*Required work*. Starting with the line that contains "pixel 986 641." and going on through the line that contains "pixel 803 773", render those lines of the records as a numbered list, with any blank lines left out.

*Provided entries*.
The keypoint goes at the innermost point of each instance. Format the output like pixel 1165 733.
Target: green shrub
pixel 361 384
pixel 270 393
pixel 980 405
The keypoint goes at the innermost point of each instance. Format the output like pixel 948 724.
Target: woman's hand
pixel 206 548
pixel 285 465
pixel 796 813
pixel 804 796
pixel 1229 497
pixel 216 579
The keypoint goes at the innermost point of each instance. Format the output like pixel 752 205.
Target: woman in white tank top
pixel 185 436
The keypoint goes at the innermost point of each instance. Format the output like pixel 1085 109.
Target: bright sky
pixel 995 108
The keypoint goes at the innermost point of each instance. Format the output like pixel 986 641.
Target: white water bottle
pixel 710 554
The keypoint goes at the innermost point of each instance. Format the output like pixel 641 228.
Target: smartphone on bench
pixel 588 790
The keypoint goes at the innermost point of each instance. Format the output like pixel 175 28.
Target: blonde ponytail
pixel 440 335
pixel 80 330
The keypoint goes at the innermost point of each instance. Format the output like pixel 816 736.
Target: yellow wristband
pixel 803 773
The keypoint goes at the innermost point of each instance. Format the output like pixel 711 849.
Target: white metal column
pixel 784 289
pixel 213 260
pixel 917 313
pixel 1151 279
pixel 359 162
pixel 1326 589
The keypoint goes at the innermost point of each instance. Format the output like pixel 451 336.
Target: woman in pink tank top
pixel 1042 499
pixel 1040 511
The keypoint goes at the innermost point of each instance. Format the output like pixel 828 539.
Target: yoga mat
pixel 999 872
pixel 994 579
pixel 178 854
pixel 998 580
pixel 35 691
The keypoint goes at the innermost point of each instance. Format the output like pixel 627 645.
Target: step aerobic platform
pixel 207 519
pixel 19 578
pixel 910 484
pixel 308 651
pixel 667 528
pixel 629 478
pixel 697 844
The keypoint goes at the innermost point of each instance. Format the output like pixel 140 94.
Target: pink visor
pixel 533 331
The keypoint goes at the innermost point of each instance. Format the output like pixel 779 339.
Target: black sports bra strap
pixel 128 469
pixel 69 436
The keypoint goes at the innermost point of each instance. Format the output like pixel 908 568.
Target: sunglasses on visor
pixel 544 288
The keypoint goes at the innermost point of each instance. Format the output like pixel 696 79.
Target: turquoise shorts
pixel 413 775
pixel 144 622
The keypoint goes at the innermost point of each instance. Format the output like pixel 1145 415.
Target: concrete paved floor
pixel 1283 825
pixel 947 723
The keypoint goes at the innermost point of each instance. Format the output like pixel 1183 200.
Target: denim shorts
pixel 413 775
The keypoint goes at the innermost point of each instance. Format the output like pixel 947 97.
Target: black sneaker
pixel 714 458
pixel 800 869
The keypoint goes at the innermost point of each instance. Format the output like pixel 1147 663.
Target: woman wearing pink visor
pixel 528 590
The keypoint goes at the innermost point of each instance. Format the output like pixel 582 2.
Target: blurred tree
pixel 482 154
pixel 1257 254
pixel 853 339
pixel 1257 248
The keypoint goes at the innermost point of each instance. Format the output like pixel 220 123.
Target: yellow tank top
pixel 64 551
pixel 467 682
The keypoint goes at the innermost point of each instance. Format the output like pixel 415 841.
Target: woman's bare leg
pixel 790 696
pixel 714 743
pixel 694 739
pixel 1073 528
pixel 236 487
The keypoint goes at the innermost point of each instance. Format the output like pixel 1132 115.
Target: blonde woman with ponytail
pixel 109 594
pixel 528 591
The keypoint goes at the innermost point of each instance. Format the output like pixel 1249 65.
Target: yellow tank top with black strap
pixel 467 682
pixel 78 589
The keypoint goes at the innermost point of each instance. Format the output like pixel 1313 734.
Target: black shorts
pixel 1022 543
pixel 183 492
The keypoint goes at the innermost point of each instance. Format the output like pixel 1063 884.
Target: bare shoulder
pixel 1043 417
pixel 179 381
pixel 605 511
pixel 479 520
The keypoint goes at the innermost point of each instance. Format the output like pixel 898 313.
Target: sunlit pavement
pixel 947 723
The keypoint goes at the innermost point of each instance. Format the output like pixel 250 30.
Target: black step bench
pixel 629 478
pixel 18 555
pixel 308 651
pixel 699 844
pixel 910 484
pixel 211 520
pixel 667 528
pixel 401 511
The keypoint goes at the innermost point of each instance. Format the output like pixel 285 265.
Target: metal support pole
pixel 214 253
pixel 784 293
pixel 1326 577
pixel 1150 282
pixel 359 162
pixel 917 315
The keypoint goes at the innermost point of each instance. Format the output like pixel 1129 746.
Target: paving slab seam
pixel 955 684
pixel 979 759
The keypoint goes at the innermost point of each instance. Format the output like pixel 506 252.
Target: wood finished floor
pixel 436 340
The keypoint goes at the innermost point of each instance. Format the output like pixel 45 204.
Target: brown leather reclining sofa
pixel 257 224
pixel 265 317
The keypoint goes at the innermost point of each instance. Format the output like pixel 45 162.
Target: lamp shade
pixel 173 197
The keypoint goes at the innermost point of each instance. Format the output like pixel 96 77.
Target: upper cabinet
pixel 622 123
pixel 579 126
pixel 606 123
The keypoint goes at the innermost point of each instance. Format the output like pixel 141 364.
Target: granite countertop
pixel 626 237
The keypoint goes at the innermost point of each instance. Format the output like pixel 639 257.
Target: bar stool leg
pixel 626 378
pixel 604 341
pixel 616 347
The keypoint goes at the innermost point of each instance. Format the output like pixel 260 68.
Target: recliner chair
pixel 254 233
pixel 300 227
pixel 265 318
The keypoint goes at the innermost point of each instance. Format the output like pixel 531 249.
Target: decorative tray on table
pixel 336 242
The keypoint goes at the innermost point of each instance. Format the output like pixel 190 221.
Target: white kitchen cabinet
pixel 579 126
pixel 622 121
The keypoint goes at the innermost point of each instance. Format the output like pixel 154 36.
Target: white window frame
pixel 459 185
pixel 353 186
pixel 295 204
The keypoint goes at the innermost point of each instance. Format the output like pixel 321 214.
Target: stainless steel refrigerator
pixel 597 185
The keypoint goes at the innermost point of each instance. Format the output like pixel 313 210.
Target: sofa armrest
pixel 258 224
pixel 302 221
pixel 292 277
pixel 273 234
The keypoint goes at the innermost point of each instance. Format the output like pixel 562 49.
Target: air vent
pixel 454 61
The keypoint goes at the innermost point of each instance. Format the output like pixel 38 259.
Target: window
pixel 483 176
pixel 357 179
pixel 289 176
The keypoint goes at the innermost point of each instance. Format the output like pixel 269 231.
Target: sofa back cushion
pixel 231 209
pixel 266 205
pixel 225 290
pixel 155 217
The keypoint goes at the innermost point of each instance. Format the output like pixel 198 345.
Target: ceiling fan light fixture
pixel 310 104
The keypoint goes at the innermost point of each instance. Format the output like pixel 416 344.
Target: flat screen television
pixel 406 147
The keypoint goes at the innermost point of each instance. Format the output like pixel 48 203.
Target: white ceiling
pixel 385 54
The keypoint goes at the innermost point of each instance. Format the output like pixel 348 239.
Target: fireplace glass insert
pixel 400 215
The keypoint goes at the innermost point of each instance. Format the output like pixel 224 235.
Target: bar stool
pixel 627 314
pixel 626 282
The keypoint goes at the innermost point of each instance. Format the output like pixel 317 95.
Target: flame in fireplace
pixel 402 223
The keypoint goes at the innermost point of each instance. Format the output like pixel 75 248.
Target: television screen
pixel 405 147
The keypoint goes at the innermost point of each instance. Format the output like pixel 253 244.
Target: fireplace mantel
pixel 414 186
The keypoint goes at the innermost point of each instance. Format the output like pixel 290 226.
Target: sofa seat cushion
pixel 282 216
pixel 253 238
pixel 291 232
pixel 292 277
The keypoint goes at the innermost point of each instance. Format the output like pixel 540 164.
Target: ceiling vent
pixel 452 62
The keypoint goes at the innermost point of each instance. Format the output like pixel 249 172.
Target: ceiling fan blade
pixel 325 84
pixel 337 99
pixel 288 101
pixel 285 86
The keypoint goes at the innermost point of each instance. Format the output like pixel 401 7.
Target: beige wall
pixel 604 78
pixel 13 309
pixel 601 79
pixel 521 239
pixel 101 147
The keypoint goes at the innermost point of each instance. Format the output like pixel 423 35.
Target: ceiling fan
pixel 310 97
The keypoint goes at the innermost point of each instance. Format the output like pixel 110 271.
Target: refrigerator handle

*Task response*.
1. The keypoint goes at the innermost point of each instance. Format the output like pixel 986 641.
2. Target: white water bottle
3. pixel 710 554
4. The keypoint goes at the innermost point of each instance. Format the output like pixel 641 228.
5. Target: smartphone on bench
6. pixel 588 790
7. The keypoint goes at the innermost point of each instance. Format the output like pixel 175 28.
8. Target: blonde ponytail
9. pixel 440 335
10. pixel 80 330
11. The keypoint goes at the innermost point of each instance. Format the output like pixel 816 736.
12. Target: yellow wristband
13. pixel 803 773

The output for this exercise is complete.